→ **Document section**:
- - - -

- Theatrical release poster
- Directed by: Gowri Manohar
- Written by: Gowri Manohar
- Produced by: S. M. Jalaludeen
- Starring: Rahman; Sangeetha; Rajashree;
- Cinematography: Hari Babu
- Edited by: Ganeshkumar
- Music by: V. S. Udhaya
- Production company: Palavodai Amman Creations
- Release date: 29 December 2006;
- Running time: 130 minutes
- Country: India
- Language: Tamil

= Kasu (film) =

Kasu is a 2006 Indian Tamil language romantic drama film directed by Gowri Manohar. The film stars Rahman, Sangeetha and Rajashree, with S. S. Chandran, Charle, Rizabawa, Poornam Viswanathan, Mamukkoya, Sobaran and Bonda Mani playing supporting roles. The film, which began production in 1998, was released on 29 December 2006.

- - - -

→ **Natural language region descriptions**:
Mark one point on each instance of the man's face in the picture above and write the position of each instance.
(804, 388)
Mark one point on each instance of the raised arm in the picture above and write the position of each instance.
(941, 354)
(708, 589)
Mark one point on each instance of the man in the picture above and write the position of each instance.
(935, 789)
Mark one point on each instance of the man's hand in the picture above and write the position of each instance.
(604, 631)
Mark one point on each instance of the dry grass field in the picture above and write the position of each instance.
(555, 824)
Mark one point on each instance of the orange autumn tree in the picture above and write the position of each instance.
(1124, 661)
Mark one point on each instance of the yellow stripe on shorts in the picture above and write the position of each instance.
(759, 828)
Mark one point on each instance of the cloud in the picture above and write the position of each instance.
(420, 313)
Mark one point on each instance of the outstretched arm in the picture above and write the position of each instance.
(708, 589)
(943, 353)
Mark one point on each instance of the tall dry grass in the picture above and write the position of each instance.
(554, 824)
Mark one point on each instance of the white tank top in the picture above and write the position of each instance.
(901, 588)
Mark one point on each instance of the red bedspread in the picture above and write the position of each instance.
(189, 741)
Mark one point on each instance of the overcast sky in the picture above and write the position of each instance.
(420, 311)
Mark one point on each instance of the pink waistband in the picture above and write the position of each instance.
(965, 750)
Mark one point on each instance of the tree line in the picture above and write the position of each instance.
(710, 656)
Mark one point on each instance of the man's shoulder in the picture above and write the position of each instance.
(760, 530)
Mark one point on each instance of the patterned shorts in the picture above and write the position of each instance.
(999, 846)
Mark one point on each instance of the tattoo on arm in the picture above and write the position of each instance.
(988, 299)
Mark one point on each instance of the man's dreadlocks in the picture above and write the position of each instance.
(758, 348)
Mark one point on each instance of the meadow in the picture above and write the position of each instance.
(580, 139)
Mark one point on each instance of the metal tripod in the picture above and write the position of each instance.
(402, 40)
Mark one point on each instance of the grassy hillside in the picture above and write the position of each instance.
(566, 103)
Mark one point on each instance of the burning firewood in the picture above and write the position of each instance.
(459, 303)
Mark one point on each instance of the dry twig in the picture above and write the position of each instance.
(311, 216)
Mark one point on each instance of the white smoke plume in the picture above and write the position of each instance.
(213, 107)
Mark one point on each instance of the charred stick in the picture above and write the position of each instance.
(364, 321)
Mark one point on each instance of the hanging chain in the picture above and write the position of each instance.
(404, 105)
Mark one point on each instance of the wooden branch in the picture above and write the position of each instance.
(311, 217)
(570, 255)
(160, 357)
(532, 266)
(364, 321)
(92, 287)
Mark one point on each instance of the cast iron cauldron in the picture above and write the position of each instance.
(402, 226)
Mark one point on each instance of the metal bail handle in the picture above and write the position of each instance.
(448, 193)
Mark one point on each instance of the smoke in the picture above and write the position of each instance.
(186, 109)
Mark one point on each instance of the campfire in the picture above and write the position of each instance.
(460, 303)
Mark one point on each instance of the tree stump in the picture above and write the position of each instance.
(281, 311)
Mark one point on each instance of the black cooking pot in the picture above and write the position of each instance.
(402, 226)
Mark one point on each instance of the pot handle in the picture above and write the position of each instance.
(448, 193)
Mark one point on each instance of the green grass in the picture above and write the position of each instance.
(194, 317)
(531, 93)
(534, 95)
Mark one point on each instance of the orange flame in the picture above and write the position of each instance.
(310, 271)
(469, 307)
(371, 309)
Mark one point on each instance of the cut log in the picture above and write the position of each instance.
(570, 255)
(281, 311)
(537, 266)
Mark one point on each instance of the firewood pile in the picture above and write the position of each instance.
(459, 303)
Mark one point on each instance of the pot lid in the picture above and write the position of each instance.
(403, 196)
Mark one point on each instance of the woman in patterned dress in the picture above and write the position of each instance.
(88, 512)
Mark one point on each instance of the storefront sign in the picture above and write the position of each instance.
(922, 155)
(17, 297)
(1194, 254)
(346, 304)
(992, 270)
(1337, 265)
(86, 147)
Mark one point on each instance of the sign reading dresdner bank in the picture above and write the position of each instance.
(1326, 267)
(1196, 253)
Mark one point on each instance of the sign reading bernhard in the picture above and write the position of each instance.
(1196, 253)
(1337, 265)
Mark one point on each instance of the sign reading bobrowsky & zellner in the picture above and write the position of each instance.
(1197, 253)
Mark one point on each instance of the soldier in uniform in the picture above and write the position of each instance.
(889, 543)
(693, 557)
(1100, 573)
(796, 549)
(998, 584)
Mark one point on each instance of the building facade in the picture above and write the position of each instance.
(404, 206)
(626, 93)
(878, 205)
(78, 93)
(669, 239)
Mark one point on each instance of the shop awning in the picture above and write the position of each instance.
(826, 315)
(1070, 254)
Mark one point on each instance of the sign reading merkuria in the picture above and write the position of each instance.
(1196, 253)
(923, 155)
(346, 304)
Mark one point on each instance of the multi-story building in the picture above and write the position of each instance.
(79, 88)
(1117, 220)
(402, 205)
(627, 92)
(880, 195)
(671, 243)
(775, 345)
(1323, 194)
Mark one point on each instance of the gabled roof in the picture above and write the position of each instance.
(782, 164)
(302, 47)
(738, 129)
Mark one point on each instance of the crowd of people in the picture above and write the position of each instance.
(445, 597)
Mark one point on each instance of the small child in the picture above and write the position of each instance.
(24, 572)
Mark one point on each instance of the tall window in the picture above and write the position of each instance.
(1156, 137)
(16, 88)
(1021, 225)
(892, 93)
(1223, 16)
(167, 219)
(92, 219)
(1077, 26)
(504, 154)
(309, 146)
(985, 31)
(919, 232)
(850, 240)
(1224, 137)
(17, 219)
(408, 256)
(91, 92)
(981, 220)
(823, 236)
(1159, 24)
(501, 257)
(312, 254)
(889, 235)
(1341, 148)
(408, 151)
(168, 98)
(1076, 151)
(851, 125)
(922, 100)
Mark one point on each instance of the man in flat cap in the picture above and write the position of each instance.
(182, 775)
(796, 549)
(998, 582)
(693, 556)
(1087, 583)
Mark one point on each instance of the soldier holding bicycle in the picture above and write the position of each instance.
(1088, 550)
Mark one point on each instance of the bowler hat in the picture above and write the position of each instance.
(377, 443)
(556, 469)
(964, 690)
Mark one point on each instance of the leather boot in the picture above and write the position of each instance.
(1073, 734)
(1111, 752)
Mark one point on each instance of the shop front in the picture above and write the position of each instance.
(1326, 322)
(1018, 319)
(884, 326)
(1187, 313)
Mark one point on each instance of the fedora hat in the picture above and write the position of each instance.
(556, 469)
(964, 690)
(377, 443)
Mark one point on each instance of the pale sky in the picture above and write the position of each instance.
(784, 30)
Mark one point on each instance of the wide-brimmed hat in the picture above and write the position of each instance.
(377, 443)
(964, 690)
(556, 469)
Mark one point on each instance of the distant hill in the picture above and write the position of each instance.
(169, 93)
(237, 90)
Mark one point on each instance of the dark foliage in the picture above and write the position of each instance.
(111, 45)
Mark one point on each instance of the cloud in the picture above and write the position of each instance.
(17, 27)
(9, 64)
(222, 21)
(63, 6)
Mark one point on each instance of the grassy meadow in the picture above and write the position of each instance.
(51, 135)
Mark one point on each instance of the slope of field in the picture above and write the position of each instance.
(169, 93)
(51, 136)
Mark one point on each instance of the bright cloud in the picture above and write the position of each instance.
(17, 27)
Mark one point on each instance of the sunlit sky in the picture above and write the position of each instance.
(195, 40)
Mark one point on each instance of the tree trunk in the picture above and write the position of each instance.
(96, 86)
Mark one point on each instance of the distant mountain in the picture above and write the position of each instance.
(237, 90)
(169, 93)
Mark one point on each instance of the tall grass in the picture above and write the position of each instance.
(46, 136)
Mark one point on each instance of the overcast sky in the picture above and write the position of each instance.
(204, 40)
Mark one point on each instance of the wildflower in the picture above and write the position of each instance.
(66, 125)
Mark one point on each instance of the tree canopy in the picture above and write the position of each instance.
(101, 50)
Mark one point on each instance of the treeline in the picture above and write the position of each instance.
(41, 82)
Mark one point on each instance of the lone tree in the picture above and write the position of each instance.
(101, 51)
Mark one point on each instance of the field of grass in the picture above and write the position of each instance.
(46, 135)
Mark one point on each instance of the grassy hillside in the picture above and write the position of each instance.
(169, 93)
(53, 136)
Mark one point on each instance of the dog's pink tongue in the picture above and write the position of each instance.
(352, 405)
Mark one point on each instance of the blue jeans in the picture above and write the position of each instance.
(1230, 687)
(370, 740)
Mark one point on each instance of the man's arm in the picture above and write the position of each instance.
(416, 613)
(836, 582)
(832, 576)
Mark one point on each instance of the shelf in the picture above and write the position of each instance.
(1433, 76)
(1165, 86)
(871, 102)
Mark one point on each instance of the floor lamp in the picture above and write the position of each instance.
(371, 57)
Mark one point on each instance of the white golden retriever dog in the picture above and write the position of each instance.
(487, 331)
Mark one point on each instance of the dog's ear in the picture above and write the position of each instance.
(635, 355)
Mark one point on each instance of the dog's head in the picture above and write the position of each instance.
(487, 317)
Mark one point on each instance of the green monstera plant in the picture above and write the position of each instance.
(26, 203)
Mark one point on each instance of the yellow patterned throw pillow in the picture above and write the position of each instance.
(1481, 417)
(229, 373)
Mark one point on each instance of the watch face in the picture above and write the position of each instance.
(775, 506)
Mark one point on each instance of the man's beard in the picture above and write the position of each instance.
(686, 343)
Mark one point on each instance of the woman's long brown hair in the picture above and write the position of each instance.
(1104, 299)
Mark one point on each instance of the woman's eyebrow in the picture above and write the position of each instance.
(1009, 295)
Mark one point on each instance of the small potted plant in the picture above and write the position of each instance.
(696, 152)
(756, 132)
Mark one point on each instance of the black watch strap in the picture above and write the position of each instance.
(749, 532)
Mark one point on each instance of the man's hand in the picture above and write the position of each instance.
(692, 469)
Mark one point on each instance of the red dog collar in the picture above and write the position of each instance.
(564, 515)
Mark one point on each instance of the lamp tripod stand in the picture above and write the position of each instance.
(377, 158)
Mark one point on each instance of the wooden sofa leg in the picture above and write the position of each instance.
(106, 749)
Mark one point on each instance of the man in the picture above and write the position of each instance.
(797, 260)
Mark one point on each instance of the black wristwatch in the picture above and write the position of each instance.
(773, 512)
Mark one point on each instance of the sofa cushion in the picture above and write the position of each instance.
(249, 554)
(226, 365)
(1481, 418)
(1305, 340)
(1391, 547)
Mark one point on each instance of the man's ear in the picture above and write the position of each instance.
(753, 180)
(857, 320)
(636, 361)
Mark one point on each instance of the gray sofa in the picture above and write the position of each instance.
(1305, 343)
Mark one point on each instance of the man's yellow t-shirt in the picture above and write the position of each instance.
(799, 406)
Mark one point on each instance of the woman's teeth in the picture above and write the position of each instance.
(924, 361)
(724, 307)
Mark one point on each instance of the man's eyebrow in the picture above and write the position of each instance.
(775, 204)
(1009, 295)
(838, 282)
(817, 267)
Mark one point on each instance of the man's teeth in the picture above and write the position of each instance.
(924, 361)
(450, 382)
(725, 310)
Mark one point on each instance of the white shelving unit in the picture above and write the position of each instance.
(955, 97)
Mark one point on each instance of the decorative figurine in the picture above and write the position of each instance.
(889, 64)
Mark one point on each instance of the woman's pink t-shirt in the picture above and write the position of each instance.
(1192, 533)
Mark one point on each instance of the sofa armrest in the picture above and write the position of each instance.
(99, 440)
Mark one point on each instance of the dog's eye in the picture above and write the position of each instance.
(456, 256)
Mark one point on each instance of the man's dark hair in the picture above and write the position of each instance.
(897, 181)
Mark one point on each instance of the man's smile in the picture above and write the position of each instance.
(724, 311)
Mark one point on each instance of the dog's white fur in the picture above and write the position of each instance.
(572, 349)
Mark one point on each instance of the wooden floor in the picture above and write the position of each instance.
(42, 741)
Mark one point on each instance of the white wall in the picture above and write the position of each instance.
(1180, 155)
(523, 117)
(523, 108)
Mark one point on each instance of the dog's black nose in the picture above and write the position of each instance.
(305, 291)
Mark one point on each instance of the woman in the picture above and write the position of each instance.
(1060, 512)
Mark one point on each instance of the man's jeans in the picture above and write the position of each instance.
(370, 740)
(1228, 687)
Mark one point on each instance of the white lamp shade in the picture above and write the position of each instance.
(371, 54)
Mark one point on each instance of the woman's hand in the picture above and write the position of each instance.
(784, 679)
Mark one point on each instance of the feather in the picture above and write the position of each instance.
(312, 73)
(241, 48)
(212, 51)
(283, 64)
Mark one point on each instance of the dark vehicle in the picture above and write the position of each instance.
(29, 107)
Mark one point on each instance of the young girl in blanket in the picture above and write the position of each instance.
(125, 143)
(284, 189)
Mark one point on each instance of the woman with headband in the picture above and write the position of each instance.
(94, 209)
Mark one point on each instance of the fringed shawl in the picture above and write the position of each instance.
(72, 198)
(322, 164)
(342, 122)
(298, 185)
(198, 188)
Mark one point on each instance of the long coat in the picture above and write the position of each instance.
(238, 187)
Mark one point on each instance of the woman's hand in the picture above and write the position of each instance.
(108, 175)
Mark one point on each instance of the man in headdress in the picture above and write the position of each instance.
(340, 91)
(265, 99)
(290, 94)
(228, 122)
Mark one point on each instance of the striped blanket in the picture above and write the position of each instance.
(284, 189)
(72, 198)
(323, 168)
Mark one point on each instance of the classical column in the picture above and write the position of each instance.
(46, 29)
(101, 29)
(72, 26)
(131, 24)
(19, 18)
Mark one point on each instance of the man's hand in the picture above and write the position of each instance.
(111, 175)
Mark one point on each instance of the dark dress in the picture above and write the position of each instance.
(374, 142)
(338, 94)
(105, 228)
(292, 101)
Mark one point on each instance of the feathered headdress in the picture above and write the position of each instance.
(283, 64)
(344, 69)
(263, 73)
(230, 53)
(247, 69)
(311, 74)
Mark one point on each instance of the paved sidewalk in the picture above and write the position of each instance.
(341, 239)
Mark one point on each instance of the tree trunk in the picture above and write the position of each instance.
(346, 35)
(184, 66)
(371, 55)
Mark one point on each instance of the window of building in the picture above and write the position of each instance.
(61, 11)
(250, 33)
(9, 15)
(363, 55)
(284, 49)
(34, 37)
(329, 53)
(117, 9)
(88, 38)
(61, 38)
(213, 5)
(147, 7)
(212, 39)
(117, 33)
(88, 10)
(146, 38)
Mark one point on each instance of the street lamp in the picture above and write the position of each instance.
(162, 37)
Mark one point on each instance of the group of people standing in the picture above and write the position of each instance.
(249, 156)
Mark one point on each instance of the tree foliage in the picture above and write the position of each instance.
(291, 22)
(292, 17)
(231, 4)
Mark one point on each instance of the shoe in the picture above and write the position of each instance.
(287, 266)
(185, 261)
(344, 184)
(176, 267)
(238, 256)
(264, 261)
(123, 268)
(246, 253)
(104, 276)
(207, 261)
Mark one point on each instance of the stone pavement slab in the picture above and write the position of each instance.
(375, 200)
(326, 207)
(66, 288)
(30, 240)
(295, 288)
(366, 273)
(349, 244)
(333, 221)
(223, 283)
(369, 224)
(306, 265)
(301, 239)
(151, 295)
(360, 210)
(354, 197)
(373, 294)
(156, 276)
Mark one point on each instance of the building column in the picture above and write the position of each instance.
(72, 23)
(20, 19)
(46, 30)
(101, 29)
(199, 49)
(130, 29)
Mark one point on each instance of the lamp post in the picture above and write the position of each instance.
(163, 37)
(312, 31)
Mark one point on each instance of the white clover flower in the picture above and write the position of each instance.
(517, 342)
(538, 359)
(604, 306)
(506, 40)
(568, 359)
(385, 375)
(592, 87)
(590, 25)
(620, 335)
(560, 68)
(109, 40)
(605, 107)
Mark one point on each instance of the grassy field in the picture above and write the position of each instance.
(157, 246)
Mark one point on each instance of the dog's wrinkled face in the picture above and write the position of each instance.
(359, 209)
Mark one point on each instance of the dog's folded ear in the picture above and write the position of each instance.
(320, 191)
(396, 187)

- - - -

→ **What you need to do**:
Name every actor the Kasu film article lists in supporting roles.

→ **Output below**:
S. S. Chandran, Charle, Rizabawa, Poornam Viswanathan, Mamukkoya, Sobaran, Bonda Mani